INFORMATION GIVEN ▸
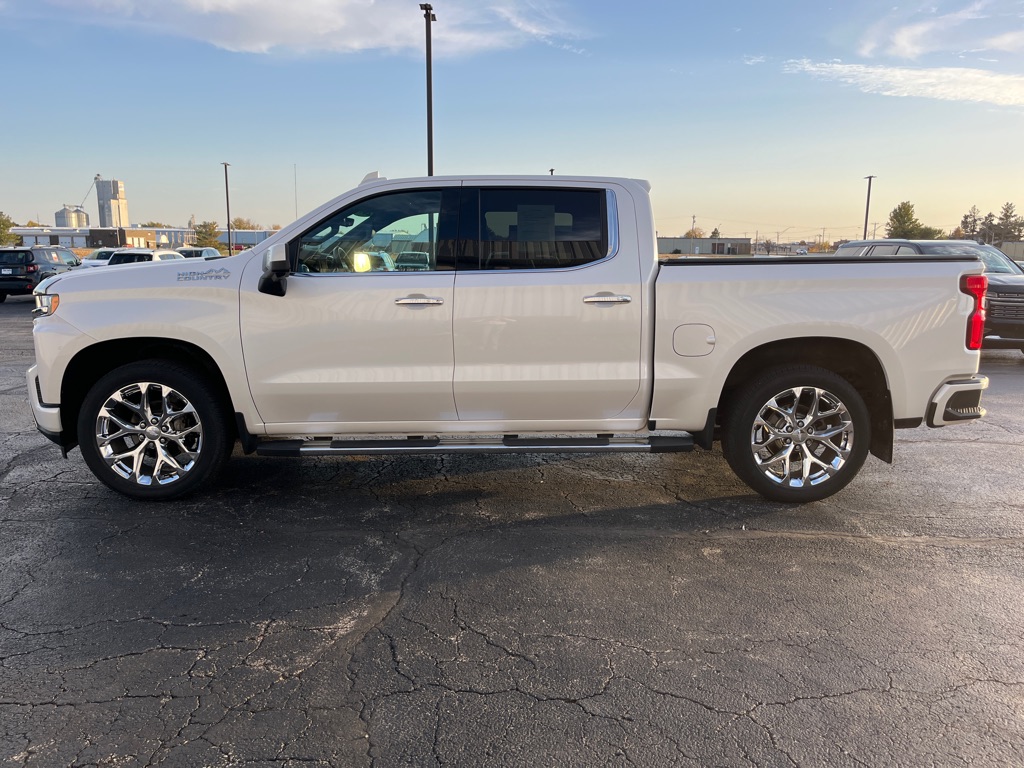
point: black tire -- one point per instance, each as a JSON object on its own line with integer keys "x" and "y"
{"x": 767, "y": 429}
{"x": 164, "y": 441}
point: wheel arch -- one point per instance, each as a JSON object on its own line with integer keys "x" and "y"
{"x": 86, "y": 368}
{"x": 853, "y": 360}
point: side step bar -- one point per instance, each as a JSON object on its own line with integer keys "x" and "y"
{"x": 506, "y": 444}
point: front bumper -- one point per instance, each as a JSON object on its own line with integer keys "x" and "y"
{"x": 47, "y": 417}
{"x": 957, "y": 400}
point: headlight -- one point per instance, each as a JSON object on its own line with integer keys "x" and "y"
{"x": 46, "y": 304}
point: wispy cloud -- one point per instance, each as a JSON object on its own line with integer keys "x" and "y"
{"x": 945, "y": 83}
{"x": 914, "y": 38}
{"x": 464, "y": 27}
{"x": 1011, "y": 41}
{"x": 911, "y": 32}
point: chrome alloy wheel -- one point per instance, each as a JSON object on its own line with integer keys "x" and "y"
{"x": 802, "y": 436}
{"x": 148, "y": 433}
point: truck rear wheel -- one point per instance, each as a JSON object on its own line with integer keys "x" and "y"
{"x": 155, "y": 430}
{"x": 797, "y": 434}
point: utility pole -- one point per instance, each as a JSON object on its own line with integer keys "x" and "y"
{"x": 429, "y": 16}
{"x": 867, "y": 208}
{"x": 227, "y": 198}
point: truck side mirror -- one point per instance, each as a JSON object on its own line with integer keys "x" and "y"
{"x": 275, "y": 270}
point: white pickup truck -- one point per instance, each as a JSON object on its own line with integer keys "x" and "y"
{"x": 502, "y": 314}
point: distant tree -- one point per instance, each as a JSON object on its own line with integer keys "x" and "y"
{"x": 207, "y": 233}
{"x": 240, "y": 223}
{"x": 969, "y": 224}
{"x": 903, "y": 222}
{"x": 1009, "y": 225}
{"x": 7, "y": 238}
{"x": 987, "y": 228}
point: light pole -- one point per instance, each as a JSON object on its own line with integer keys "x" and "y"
{"x": 429, "y": 16}
{"x": 227, "y": 199}
{"x": 867, "y": 208}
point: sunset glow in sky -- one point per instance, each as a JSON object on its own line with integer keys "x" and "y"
{"x": 752, "y": 116}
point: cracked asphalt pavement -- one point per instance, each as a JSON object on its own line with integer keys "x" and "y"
{"x": 514, "y": 610}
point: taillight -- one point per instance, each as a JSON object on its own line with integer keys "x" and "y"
{"x": 975, "y": 285}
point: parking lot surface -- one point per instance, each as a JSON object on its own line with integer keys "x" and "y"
{"x": 516, "y": 610}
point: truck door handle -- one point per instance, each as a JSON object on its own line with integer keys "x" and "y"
{"x": 419, "y": 300}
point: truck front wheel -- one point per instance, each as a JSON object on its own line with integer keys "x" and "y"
{"x": 155, "y": 430}
{"x": 797, "y": 434}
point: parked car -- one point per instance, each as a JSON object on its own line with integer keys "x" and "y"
{"x": 1005, "y": 314}
{"x": 1005, "y": 318}
{"x": 198, "y": 252}
{"x": 98, "y": 257}
{"x": 140, "y": 255}
{"x": 22, "y": 267}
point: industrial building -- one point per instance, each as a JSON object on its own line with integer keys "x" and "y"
{"x": 113, "y": 203}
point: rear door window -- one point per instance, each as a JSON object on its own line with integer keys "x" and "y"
{"x": 531, "y": 228}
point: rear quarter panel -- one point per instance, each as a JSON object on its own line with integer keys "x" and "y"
{"x": 909, "y": 313}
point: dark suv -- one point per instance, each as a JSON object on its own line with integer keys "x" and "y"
{"x": 22, "y": 267}
{"x": 1005, "y": 311}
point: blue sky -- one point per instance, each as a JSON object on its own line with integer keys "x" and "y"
{"x": 754, "y": 117}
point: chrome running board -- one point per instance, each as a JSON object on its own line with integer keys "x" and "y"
{"x": 506, "y": 444}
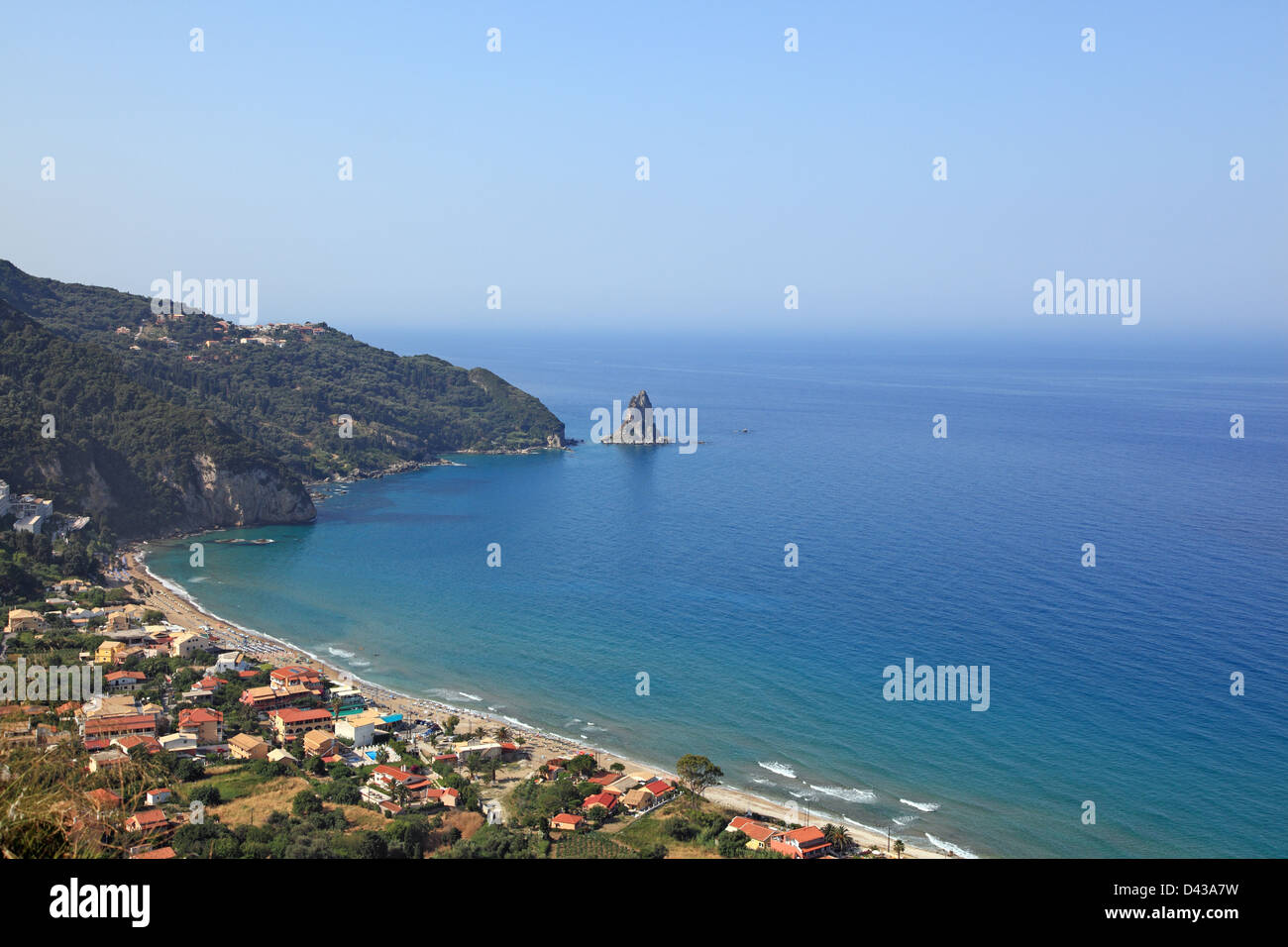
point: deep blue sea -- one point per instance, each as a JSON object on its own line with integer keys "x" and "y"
{"x": 1109, "y": 684}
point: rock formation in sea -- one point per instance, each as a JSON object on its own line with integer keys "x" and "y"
{"x": 638, "y": 425}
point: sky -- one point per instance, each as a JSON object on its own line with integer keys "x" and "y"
{"x": 767, "y": 167}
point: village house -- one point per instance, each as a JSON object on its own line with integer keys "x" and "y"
{"x": 230, "y": 661}
{"x": 267, "y": 698}
{"x": 758, "y": 832}
{"x": 638, "y": 799}
{"x": 107, "y": 652}
{"x": 120, "y": 725}
{"x": 179, "y": 742}
{"x": 142, "y": 742}
{"x": 147, "y": 822}
{"x": 605, "y": 799}
{"x": 206, "y": 725}
{"x": 800, "y": 843}
{"x": 24, "y": 620}
{"x": 290, "y": 723}
{"x": 359, "y": 728}
{"x": 107, "y": 759}
{"x": 295, "y": 676}
{"x": 187, "y": 644}
{"x": 246, "y": 746}
{"x": 565, "y": 822}
{"x": 387, "y": 777}
{"x": 445, "y": 796}
{"x": 124, "y": 682}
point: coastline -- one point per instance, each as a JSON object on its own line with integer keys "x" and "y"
{"x": 181, "y": 608}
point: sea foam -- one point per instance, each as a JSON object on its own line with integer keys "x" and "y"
{"x": 781, "y": 768}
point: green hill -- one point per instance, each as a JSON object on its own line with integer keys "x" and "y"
{"x": 191, "y": 421}
{"x": 287, "y": 395}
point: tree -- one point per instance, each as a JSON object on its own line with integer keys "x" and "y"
{"x": 837, "y": 836}
{"x": 697, "y": 775}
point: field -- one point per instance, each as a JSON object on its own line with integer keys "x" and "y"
{"x": 590, "y": 845}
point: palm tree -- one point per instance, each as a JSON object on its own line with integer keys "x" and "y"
{"x": 837, "y": 836}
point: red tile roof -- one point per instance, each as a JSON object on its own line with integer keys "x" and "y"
{"x": 606, "y": 799}
{"x": 198, "y": 715}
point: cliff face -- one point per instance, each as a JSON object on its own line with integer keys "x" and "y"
{"x": 217, "y": 496}
{"x": 136, "y": 463}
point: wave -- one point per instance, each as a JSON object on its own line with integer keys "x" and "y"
{"x": 949, "y": 847}
{"x": 923, "y": 806}
{"x": 781, "y": 768}
{"x": 850, "y": 795}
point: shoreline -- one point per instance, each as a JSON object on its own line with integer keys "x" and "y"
{"x": 181, "y": 608}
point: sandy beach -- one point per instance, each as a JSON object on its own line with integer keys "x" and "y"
{"x": 539, "y": 746}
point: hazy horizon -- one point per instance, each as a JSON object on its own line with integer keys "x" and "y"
{"x": 767, "y": 167}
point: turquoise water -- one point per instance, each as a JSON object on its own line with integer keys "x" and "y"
{"x": 1107, "y": 684}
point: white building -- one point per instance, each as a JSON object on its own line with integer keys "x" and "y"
{"x": 179, "y": 742}
{"x": 31, "y": 512}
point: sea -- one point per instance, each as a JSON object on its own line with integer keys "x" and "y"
{"x": 645, "y": 599}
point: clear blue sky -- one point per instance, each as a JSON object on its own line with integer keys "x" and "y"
{"x": 768, "y": 167}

TASK DETAILS ▸ Your task is to output the material word for word while leaving out every image.

SOLUTION ▸
point: black tire -- one point per instance, each as a JSON object on its own line with integer keys "x" and "y"
{"x": 767, "y": 429}
{"x": 164, "y": 441}
point: wheel arch -- one point per instance, each as a JSON object on its own line with integer keys "x" and "y"
{"x": 86, "y": 368}
{"x": 853, "y": 360}
point: side step bar -- one point per instance, each as a JSON object on its own line with integer keys "x" and "y"
{"x": 506, "y": 444}
point: front bumper -- one point per instance, each as a JSON object on its own line with integer keys "x" and "y"
{"x": 47, "y": 417}
{"x": 957, "y": 400}
point: headlight -- one point per instance, each as a JSON object on its own line with integer keys "x" and "y"
{"x": 46, "y": 304}
point: wispy cloud -- one point per instance, each as a JSON object on its own line with integer keys "x" and "y"
{"x": 945, "y": 83}
{"x": 914, "y": 38}
{"x": 464, "y": 27}
{"x": 1011, "y": 41}
{"x": 911, "y": 32}
point: chrome alloy wheel -- one point per instance, each as a JSON object on its own line with integer keys "x" and "y"
{"x": 802, "y": 436}
{"x": 148, "y": 433}
point: truck rear wheel -- one point per instance, each as a JSON object on its own line with integer keys "x" and "y"
{"x": 155, "y": 430}
{"x": 797, "y": 434}
point: utility pole -- one point per instance, each as a JSON object on its own line with integer keys "x" and "y"
{"x": 429, "y": 16}
{"x": 867, "y": 208}
{"x": 227, "y": 198}
point: truck side mirror -- one point per instance, each as a JSON object on its own line with integer keys "x" and "y"
{"x": 275, "y": 270}
point: white pickup truck -- one point per instance, each as a JSON object on its own line with integer keys "x" and "y"
{"x": 502, "y": 314}
point: distant tree -- one point per instance, each as a JSON object on its own line with integer keys "x" and "y"
{"x": 207, "y": 233}
{"x": 240, "y": 223}
{"x": 969, "y": 224}
{"x": 903, "y": 222}
{"x": 1009, "y": 225}
{"x": 7, "y": 238}
{"x": 987, "y": 228}
point: light pole -- one point per instance, each as a JSON object on its own line with integer keys "x" and "y"
{"x": 429, "y": 16}
{"x": 227, "y": 199}
{"x": 867, "y": 208}
point: sunset glow in sky -- one point per instance, each as a JSON object on its own line with integer keys "x" and "y"
{"x": 752, "y": 116}
point: cracked asphalt pavement -- one point per instance, each as a JSON object on its own line with integer keys "x" and "y"
{"x": 514, "y": 610}
point: taillight -- one point per instance, each as a JSON object on its own line with integer keys "x" and "y"
{"x": 975, "y": 285}
point: parking lot surface -- one point per instance, each as a JSON object on its own line with integer keys "x" and "y"
{"x": 516, "y": 610}
point: truck door handle -- one point per instance, each as a JSON object on its own line with integer keys "x" and "y"
{"x": 419, "y": 300}
point: truck front wheel -- one point per instance, each as a JSON object on its own line with integer keys "x" and "y"
{"x": 155, "y": 430}
{"x": 797, "y": 434}
point: parked car -- one point per instance, each as a JSON object on its own line with integer keys "x" and "y"
{"x": 1005, "y": 314}
{"x": 1005, "y": 318}
{"x": 198, "y": 252}
{"x": 98, "y": 257}
{"x": 140, "y": 255}
{"x": 22, "y": 267}
point: industrial building -- one point per instance, each as a JSON object on its own line with integer keys "x" and "y"
{"x": 113, "y": 203}
point: rear door window -- one point per instance, each as a JSON object on its own line with integer keys "x" and "y"
{"x": 531, "y": 228}
point: rear quarter panel -- one point per instance, each as a JSON object on its own line with integer keys "x" and "y"
{"x": 909, "y": 313}
point: dark suv -- one point per instance, each as a JSON object on its own line with integer keys "x" and "y"
{"x": 22, "y": 267}
{"x": 1005, "y": 311}
point: blue sky -- one point per instance, each as a JSON object on its own line with integer keys "x" and "y"
{"x": 754, "y": 117}
point: chrome running board -- one point per instance, each as a JSON object on its own line with integer keys "x" and "y"
{"x": 506, "y": 444}
point: deep blue sea -- one point per instance, each as a JSON object on its own line with integer keys "x" and "y"
{"x": 1109, "y": 684}
point: rock formation in sea -- one point per instance, each as a JSON object on its own line with integer keys "x" and "y"
{"x": 638, "y": 425}
point: sky -- one point per instance, each as a JSON object on its own line with integer keys "x" and "y"
{"x": 767, "y": 167}
point: village house -- one point per instance, each as a JSON object on its own line with integer keys "x" and "y"
{"x": 230, "y": 661}
{"x": 267, "y": 698}
{"x": 758, "y": 832}
{"x": 638, "y": 799}
{"x": 107, "y": 652}
{"x": 120, "y": 725}
{"x": 179, "y": 742}
{"x": 142, "y": 742}
{"x": 147, "y": 822}
{"x": 605, "y": 799}
{"x": 206, "y": 725}
{"x": 800, "y": 843}
{"x": 24, "y": 620}
{"x": 290, "y": 723}
{"x": 359, "y": 728}
{"x": 107, "y": 759}
{"x": 295, "y": 676}
{"x": 187, "y": 644}
{"x": 246, "y": 746}
{"x": 565, "y": 822}
{"x": 387, "y": 777}
{"x": 445, "y": 796}
{"x": 124, "y": 682}
point: coastline -- one point per instance, each as a JSON object on its own line with integer keys "x" and "y"
{"x": 181, "y": 608}
point: sea foam -- one point per instance, each as a JSON object on its own line with integer keys "x" and "y"
{"x": 781, "y": 768}
point: green hill -- one point per instance, each as a JSON object on its own line with integer keys "x" and "y"
{"x": 191, "y": 421}
{"x": 287, "y": 395}
point: tree -- one point per instance, each as a JSON object on its own line with integer keys "x" and "y"
{"x": 837, "y": 836}
{"x": 697, "y": 775}
point: field -- one point per instance, each as a JSON object on its own line with integer keys "x" and "y"
{"x": 590, "y": 845}
point: palm tree -- one point per instance, each as a JSON object on its own line with integer keys "x" and "y"
{"x": 837, "y": 836}
point: red tile roof -- one point per instance, each as a JSON object on its own line with integer keys "x" and "y"
{"x": 606, "y": 799}
{"x": 198, "y": 715}
point: cliff face -- one point per instance, each as a JSON object on its own line with integer keys "x" and "y"
{"x": 217, "y": 496}
{"x": 136, "y": 463}
point: wave -- one point per instance, each as a JSON object on its own line with integer keys "x" and "y"
{"x": 949, "y": 847}
{"x": 923, "y": 806}
{"x": 781, "y": 768}
{"x": 850, "y": 795}
point: shoreline -- one point per instance, each as a JSON object on its own line with integer keys "x" and "y"
{"x": 181, "y": 608}
point: sandy beach -- one point per instance, each as a JSON object on its own line with integer keys "x" and "y"
{"x": 539, "y": 746}
point: hazy horizon -- one point per instance, each as a JSON object on its own line with integer keys "x" and "y"
{"x": 767, "y": 167}
point: turquoise water -- one point per instance, each as a JSON object on its own line with integer keys "x" and "y"
{"x": 1107, "y": 684}
point: white building -- one point per instance, each as a JSON object on its own line with integer keys "x" and "y"
{"x": 179, "y": 742}
{"x": 31, "y": 512}
point: sea -- one point per instance, each as a JSON object on its own line with integer keys "x" and "y"
{"x": 645, "y": 599}
point: clear blue sky -- one point per instance, each as a JSON object on its own line with integer keys "x" and "y"
{"x": 768, "y": 167}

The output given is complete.